Render the material below as a numbered list, omitting any blank lines.

_ _ _ _

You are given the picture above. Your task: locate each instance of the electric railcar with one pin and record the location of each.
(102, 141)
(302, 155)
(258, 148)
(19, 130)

_ _ _ _

• **Problem solution**
1. You are given the picture above. Your task: locate each instance of the electric railcar with one pin and record the location of each.
2. (102, 141)
3. (302, 155)
4. (258, 148)
5. (19, 130)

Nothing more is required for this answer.